*** RECORDS SUPPLIED Section Begins ***
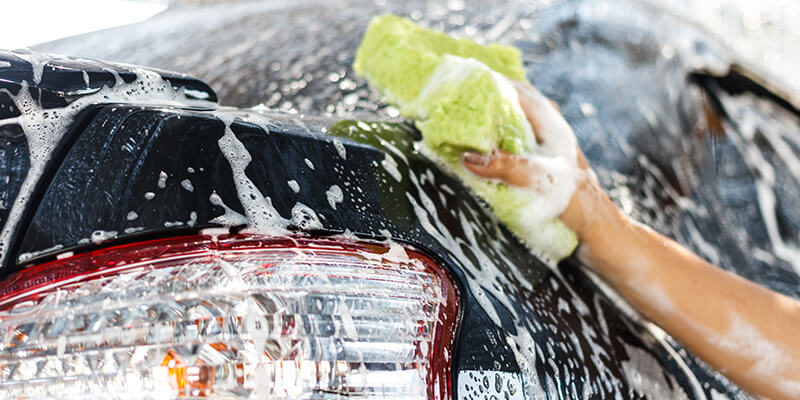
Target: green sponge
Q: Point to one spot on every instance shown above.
(456, 92)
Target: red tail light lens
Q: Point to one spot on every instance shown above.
(230, 317)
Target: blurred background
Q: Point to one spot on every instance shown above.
(764, 32)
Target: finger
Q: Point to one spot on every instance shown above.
(501, 165)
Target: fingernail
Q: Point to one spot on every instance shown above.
(471, 157)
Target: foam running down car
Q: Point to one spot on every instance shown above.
(156, 244)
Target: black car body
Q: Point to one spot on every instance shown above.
(139, 155)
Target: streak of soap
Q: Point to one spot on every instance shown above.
(262, 216)
(390, 165)
(334, 195)
(187, 184)
(162, 180)
(44, 128)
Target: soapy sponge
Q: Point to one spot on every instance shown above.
(457, 93)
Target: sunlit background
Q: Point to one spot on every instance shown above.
(765, 32)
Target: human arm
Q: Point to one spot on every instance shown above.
(748, 332)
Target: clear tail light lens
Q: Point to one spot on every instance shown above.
(229, 317)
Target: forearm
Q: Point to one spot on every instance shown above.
(746, 331)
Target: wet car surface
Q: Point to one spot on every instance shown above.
(684, 139)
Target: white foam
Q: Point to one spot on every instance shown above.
(45, 128)
(334, 195)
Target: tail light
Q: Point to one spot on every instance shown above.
(229, 317)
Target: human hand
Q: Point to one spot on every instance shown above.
(557, 170)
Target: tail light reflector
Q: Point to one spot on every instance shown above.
(229, 317)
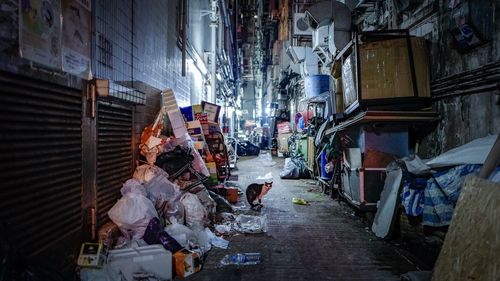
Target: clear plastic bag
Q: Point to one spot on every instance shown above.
(134, 186)
(132, 214)
(195, 213)
(250, 224)
(181, 233)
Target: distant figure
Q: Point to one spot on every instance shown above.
(256, 191)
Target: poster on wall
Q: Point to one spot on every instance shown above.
(76, 37)
(8, 24)
(40, 31)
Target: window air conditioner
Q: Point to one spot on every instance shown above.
(300, 26)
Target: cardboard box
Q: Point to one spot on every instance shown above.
(186, 263)
(212, 110)
(284, 128)
(232, 195)
(386, 72)
(283, 142)
(310, 152)
(187, 112)
(203, 118)
(212, 169)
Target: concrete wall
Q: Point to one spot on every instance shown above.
(464, 116)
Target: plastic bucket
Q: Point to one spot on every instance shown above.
(316, 85)
(324, 174)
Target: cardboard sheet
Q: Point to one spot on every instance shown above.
(386, 207)
(471, 250)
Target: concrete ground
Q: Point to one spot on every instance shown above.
(319, 241)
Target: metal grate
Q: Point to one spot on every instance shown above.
(112, 57)
(40, 160)
(114, 155)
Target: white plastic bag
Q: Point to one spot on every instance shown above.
(250, 224)
(132, 214)
(134, 186)
(195, 213)
(159, 188)
(181, 233)
(146, 172)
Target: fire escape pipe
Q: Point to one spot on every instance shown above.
(213, 25)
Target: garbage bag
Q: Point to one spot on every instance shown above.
(181, 233)
(195, 213)
(204, 238)
(146, 172)
(250, 224)
(290, 171)
(160, 189)
(132, 214)
(175, 161)
(222, 204)
(134, 186)
(206, 200)
(155, 234)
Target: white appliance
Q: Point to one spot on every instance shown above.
(300, 26)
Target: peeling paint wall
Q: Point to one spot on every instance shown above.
(464, 117)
*** RECORDS SUPPLIED Section Ends ***
Skip every picture, and restate word for word only the lines above from the line containing "Target: forearm" to the line containing "Target: window air conditioner", both of them included.

Target: forearm
Q: Point to one spot on every instance shown above.
(746, 331)
Target: wet car surface
Q: Point to one spot on every instance shown above.
(684, 139)
Target: white foam
Q: Point to one spot on every instance shown above.
(45, 128)
(334, 195)
Target: tail light
Q: Point to one spot on every instance shown above.
(229, 317)
Target: human hand
Q: Point to one spot on every instance shown above.
(557, 170)
Target: tail light reflector
Q: Point to one spot on every instance shown above.
(229, 317)
Target: clear plastic bag
Q: Point to one spot on every instance shown above.
(134, 186)
(132, 214)
(195, 213)
(250, 224)
(181, 233)
Target: distant figure
Q: Point to one spot on every instance shown above.
(256, 191)
Target: poster on wall
Q: Point to one spot on every instance shown above.
(76, 37)
(8, 24)
(40, 31)
Target: window air conditioner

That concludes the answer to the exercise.